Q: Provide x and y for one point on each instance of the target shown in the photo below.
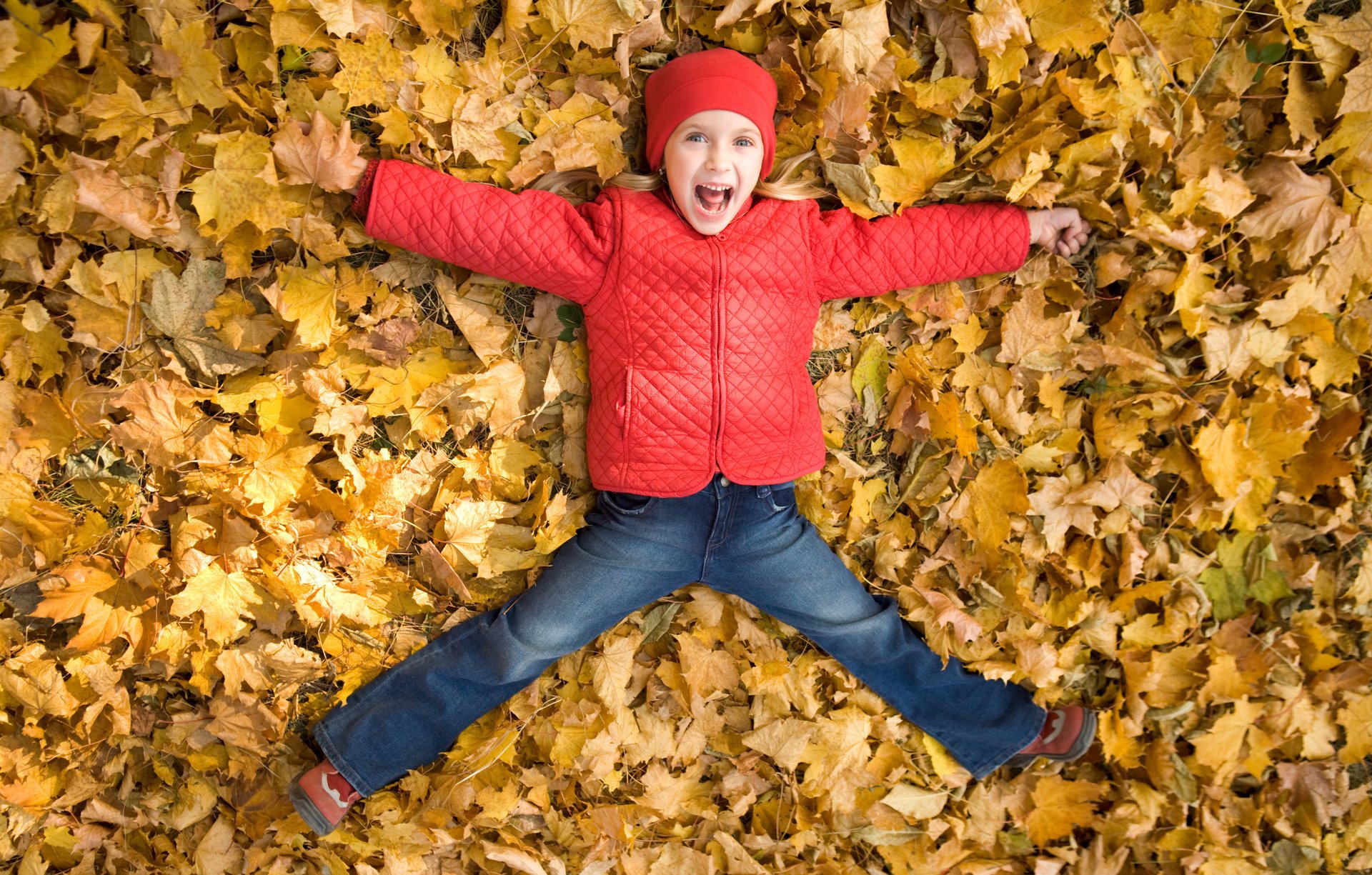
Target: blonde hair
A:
(780, 186)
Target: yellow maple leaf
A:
(109, 606)
(320, 153)
(1300, 205)
(857, 44)
(1356, 719)
(242, 187)
(197, 73)
(921, 162)
(368, 70)
(593, 22)
(277, 468)
(1060, 806)
(999, 490)
(34, 50)
(1227, 460)
(998, 24)
(222, 599)
(1061, 26)
(399, 389)
(308, 298)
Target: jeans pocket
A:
(780, 497)
(627, 504)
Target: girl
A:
(700, 301)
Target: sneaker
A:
(322, 796)
(1066, 734)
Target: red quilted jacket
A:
(697, 344)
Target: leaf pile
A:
(252, 456)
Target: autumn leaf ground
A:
(252, 456)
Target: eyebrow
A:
(737, 131)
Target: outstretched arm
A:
(534, 238)
(857, 257)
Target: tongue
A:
(712, 199)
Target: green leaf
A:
(872, 368)
(572, 319)
(657, 620)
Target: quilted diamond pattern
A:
(697, 344)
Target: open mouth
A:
(714, 199)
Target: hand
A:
(1060, 229)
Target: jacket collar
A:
(666, 196)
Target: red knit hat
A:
(718, 79)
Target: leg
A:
(412, 712)
(785, 568)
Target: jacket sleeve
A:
(855, 257)
(534, 238)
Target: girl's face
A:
(712, 161)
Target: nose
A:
(715, 156)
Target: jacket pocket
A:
(626, 404)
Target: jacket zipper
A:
(718, 354)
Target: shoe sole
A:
(309, 811)
(1084, 739)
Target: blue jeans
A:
(741, 539)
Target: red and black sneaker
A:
(322, 796)
(1066, 734)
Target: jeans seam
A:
(1003, 756)
(331, 754)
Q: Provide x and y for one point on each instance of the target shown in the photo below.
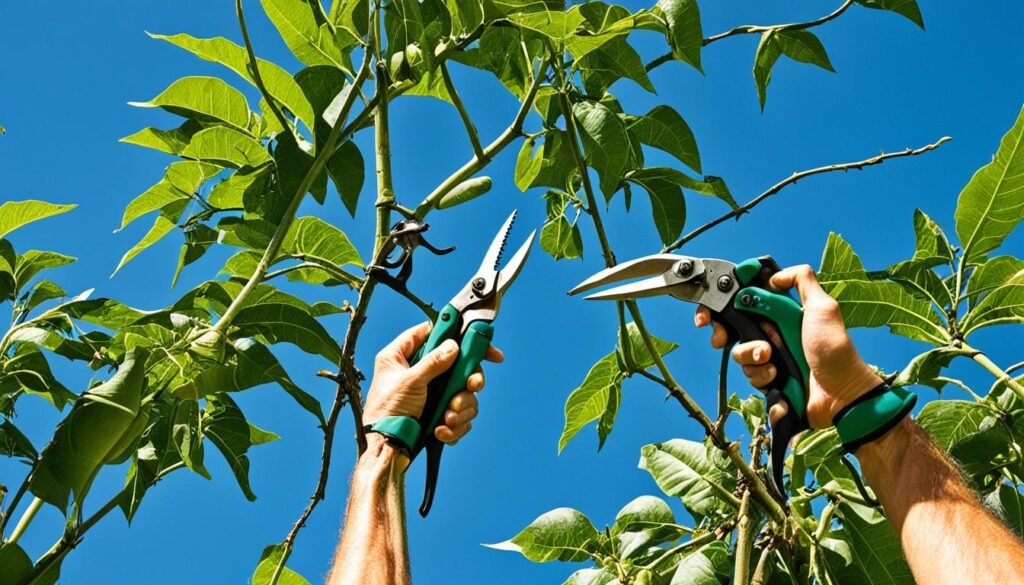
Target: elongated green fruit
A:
(465, 191)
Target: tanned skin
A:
(947, 536)
(373, 548)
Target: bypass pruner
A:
(467, 319)
(738, 298)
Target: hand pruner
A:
(468, 319)
(738, 298)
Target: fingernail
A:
(449, 347)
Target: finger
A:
(752, 352)
(454, 419)
(760, 376)
(803, 278)
(435, 363)
(475, 381)
(408, 342)
(494, 354)
(463, 401)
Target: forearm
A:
(946, 534)
(373, 548)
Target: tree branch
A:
(877, 160)
(474, 137)
(755, 29)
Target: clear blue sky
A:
(69, 71)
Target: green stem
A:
(26, 519)
(745, 532)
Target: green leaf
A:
(1004, 304)
(664, 128)
(990, 206)
(907, 8)
(279, 82)
(707, 566)
(589, 402)
(1006, 502)
(685, 34)
(347, 170)
(764, 59)
(992, 274)
(226, 147)
(702, 478)
(227, 428)
(14, 214)
(83, 441)
(272, 557)
(803, 46)
(208, 99)
(551, 165)
(873, 548)
(278, 322)
(605, 140)
(927, 367)
(873, 303)
(311, 43)
(170, 141)
(667, 204)
(640, 357)
(562, 534)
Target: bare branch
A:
(792, 179)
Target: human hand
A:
(400, 389)
(838, 374)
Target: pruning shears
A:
(738, 298)
(468, 319)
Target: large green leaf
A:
(278, 322)
(589, 402)
(227, 428)
(14, 214)
(664, 128)
(907, 8)
(279, 82)
(312, 43)
(83, 441)
(206, 99)
(685, 33)
(269, 560)
(700, 477)
(875, 303)
(562, 534)
(865, 549)
(226, 147)
(992, 203)
(605, 140)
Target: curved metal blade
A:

**WHAT THE EXERCISE ASKS:** Without the pictures, give every line above again exactly.

**SOLUTION TO THIS TASK:**
Q: Provide x and y for one point on each instance of the target shown in the photo below.
Target: blonde hair
A:
(780, 186)
Target: yellow maple leaf
A:
(109, 606)
(320, 153)
(1300, 205)
(857, 44)
(1356, 719)
(242, 187)
(197, 73)
(921, 162)
(368, 70)
(593, 22)
(277, 468)
(1060, 806)
(999, 490)
(34, 50)
(1227, 460)
(998, 24)
(222, 599)
(1061, 26)
(399, 389)
(308, 298)
Target: jeans pocket
A:
(780, 497)
(627, 504)
Target: girl
A:
(700, 301)
Target: sneaker
A:
(322, 796)
(1066, 734)
Target: red quilted jacket
A:
(697, 344)
Target: leaf pile
A:
(252, 456)
Target: autumn leaf ground
A:
(252, 456)
Target: eyebrow
A:
(737, 131)
Target: outstretched arm
A:
(534, 238)
(857, 257)
Target: tongue
A:
(712, 199)
Target: green leaf
A:
(872, 368)
(572, 319)
(657, 620)
Target: quilted diamond pattern
A:
(697, 344)
Target: open mouth
A:
(714, 199)
Target: hand
A:
(1060, 229)
Target: jacket collar
A:
(666, 196)
Target: red knit hat
A:
(718, 79)
Target: leg
A:
(412, 712)
(785, 568)
Target: jacket sleeve
A:
(855, 257)
(534, 238)
Target: girl's face
A:
(712, 161)
Target: nose
A:
(715, 156)
Target: jacket pocket
A:
(626, 404)
Target: jacket zipper
A:
(718, 354)
Target: shoe sole
A:
(309, 811)
(1084, 739)
Target: blue jeans
A:
(741, 539)
Target: red and black sneaker
A:
(322, 796)
(1066, 734)
Target: jeans seam
A:
(1003, 756)
(331, 754)
Q: Provide x and y for one point on each instance of the target shown in the photo below.
Target: elongated green fruit
A:
(465, 191)
Target: tanned skin
A:
(947, 536)
(373, 548)
Target: bypass pruner
A:
(467, 319)
(738, 298)
Target: hand pruner
A:
(468, 319)
(738, 298)
Target: fingernail
A:
(449, 347)
Target: finger
A:
(752, 352)
(454, 419)
(760, 376)
(803, 278)
(435, 363)
(475, 381)
(408, 342)
(494, 354)
(463, 401)
Target: forearm
A:
(946, 534)
(373, 548)
Target: tree branch
A:
(877, 160)
(474, 137)
(755, 29)
Target: clear blue sky
A:
(69, 71)
Target: green stem
A:
(26, 519)
(745, 532)
Target: green leaf
A:
(1004, 304)
(664, 128)
(990, 206)
(907, 8)
(279, 82)
(707, 566)
(589, 402)
(1006, 502)
(685, 34)
(347, 170)
(764, 59)
(992, 274)
(226, 147)
(702, 478)
(227, 428)
(14, 214)
(83, 441)
(272, 557)
(803, 46)
(208, 99)
(551, 165)
(873, 548)
(278, 322)
(605, 140)
(927, 367)
(873, 303)
(311, 43)
(170, 141)
(667, 204)
(640, 357)
(562, 534)
Target: bare branch
A:
(792, 179)
Target: human hand
A:
(400, 389)
(838, 374)
Target: pruning shears
A:
(738, 298)
(468, 319)
Target: large green leaf
A:
(278, 322)
(589, 402)
(227, 428)
(14, 214)
(664, 128)
(907, 8)
(279, 82)
(312, 43)
(83, 441)
(206, 99)
(685, 33)
(269, 560)
(700, 477)
(875, 303)
(562, 534)
(865, 549)
(226, 147)
(992, 203)
(605, 140)
Target: curved metal blade
A:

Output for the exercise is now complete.